## Task to carry out
Copy out only those lines running from the line with "Task: point out the sidewalk, one" to the end of the listing, keeping each one exactly as it is.

## Supplied information
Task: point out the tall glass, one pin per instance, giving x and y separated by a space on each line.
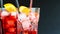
9 21
18 22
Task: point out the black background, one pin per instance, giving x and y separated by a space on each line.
50 15
23 2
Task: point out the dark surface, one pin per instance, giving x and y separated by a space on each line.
50 17
23 2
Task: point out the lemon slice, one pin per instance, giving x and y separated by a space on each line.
24 10
10 7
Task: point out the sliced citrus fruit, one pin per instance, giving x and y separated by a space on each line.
24 10
10 7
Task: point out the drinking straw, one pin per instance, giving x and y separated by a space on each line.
31 1
17 3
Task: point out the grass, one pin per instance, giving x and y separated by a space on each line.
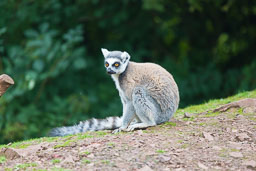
160 151
25 166
212 104
208 106
86 161
2 159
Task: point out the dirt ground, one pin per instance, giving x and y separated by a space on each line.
223 140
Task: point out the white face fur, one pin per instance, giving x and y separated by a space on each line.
115 61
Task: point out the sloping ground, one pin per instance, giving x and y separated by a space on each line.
202 139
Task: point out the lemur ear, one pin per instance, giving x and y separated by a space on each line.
125 57
105 52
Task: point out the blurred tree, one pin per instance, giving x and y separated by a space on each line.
52 50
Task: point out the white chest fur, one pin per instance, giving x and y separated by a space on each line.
121 92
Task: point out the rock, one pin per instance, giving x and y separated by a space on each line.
145 168
208 136
202 166
236 154
250 164
242 137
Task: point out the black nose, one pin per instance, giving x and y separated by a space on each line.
110 71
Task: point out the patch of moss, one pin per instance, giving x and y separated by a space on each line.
212 104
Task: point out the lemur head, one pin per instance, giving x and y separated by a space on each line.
115 61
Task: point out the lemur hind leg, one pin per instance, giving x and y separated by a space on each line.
146 108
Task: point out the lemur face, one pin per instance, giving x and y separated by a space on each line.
115 61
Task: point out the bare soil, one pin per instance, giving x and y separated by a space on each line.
224 140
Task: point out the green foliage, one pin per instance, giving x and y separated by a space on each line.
52 50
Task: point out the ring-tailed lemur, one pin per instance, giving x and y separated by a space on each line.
148 93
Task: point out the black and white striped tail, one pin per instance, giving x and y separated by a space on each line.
88 125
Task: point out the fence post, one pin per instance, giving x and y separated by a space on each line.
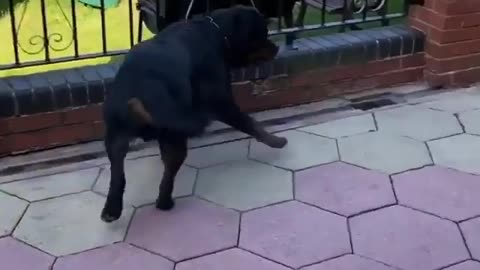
452 29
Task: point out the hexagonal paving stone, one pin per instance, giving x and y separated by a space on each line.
343 127
70 224
471 231
232 259
15 255
455 103
468 265
444 192
244 185
343 188
143 180
218 154
418 123
384 152
407 239
115 257
459 152
53 185
193 228
349 262
470 121
302 151
294 234
10 218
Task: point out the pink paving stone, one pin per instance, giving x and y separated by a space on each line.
15 255
343 188
349 262
294 234
440 191
469 265
471 232
407 239
193 228
233 259
115 257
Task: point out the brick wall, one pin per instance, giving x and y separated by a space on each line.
64 107
452 29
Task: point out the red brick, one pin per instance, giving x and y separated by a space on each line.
455 63
416 60
453 49
30 122
442 21
81 115
453 7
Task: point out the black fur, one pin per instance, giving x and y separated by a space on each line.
170 87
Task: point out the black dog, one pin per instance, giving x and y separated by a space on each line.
171 86
176 10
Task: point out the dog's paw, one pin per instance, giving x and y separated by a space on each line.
110 213
276 142
164 204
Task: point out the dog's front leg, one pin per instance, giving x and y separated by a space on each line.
174 151
117 148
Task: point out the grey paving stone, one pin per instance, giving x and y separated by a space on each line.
217 154
417 122
244 185
459 152
455 103
11 211
302 151
53 185
343 127
471 121
468 265
349 262
294 234
343 188
194 228
114 257
15 255
70 224
233 259
407 239
143 180
440 191
471 231
384 152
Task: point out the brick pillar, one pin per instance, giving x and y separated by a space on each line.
452 29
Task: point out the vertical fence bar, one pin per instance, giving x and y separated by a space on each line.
324 11
45 30
104 30
74 28
383 12
130 22
14 31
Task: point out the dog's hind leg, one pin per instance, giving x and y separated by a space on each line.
173 149
117 147
231 115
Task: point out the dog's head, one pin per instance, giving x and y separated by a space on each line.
247 33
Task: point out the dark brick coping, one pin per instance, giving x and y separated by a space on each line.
59 90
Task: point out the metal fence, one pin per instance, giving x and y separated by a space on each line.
37 32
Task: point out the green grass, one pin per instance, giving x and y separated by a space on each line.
59 20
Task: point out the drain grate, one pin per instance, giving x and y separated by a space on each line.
372 104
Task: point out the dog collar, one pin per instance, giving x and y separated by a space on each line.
210 19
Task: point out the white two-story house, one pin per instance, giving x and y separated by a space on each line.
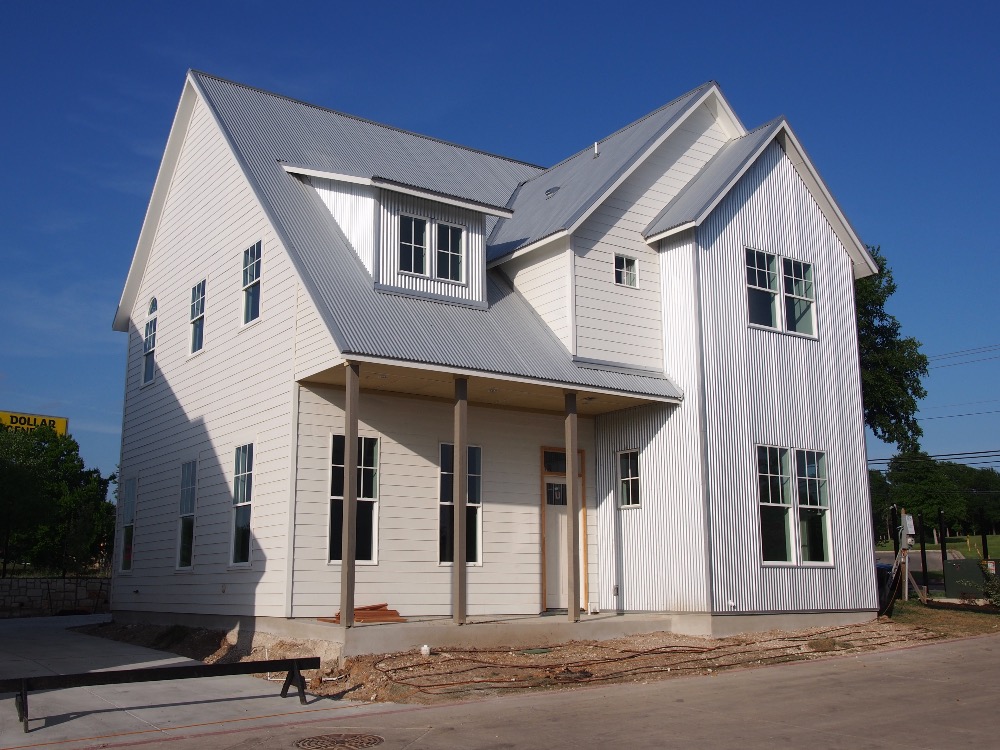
625 383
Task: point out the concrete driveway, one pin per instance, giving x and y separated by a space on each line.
931 696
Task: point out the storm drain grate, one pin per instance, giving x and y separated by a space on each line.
339 742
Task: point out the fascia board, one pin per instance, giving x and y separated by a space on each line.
605 193
396 187
464 372
521 251
864 264
154 210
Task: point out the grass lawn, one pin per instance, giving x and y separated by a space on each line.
946 622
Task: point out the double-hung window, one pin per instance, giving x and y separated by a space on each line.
413 245
794 505
794 285
449 252
628 479
197 316
242 497
128 523
251 283
149 345
366 520
626 273
185 521
473 508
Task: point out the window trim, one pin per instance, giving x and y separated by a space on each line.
250 283
197 319
149 344
619 486
128 512
478 563
374 501
794 506
780 295
624 271
247 503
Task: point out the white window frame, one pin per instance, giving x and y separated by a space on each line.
786 290
129 497
371 498
796 493
412 247
447 479
242 498
186 509
198 317
149 344
634 482
462 232
629 272
252 261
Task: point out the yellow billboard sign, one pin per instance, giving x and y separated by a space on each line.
22 422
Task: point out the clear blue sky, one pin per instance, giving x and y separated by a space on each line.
896 105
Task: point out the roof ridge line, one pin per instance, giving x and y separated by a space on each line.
632 124
364 119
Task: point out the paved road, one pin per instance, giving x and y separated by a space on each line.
932 696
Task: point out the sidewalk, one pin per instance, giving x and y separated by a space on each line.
112 714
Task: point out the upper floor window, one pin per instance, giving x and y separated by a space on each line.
365 521
449 252
242 498
149 345
794 505
197 316
797 315
412 245
626 273
251 283
628 479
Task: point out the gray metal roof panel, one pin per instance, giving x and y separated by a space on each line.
717 176
505 338
581 180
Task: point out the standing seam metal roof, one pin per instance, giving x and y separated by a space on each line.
506 338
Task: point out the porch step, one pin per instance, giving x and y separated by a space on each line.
369 613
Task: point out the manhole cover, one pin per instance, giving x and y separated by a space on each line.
338 741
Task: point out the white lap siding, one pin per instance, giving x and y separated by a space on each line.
408 575
237 390
769 387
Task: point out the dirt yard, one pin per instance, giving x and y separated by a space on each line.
456 674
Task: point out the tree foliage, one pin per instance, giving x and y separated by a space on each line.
892 366
54 512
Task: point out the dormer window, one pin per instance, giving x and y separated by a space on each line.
449 252
413 245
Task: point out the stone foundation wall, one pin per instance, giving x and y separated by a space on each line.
43 597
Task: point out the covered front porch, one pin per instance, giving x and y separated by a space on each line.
412 409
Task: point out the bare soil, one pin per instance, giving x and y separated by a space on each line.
457 674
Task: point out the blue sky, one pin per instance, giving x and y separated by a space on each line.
896 105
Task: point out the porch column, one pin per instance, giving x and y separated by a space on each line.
349 541
572 509
460 496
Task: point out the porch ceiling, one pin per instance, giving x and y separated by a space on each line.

## Written response
Task: point out the sidewalk, one pin per instance, giving x and y separated by a space on each line.
112 714
Task: point out the upper floor window, one pin per instance, giving x and y separated by a space on each line.
365 521
449 252
242 498
149 345
794 505
197 316
797 315
412 245
626 273
251 283
628 479
Task: point out the gray metal roof panel, one pin per instance, giving x and y separated by a space on each line.
717 176
505 338
581 180
Task: point out the standing seam metal roof, one pin per instance, giving x and y separated by a space on each line.
506 338
Task: point out the porch step, one pin per instance, giving x and y separated by a space on each line.
369 613
Task: point out the manhole cover, one pin per instance, giving x and y separated by a space on each line.
338 741
Task: point out the white lap siding, one pin per instance, giving x and y separated by a space on each line.
408 575
237 390
769 387
Task: point out the dirt yard, one pin per instance, giving x and y separated by a space on each line.
456 674
Task: point out the tree foliage, one pin per instance, giving x and y separated by a space on each line.
892 366
54 512
Task: point out the dormer window, one pin per instance, giving x and y separated by a space on each line.
449 252
413 245
Task: point out the stone foundation wall, one pin per instance, giving x and y separated by a space on each line.
43 597
Task: point out the covered front porch, one pin per instance, giving x and y separated by a space on each line.
412 409
Task: point out the bare soil, one pin per instance, giving x and y separated by a space on each line.
457 674
Task: point out the blue sky, one pin per instance, giving x and y separated by a space on each line.
896 105
Task: point out the porch column, one pin per instance, giving x and y separated by a space on each line.
349 541
572 509
460 496
Task: point out the porch ceiling, one pin per instance, giving x and y separated by a space on each line.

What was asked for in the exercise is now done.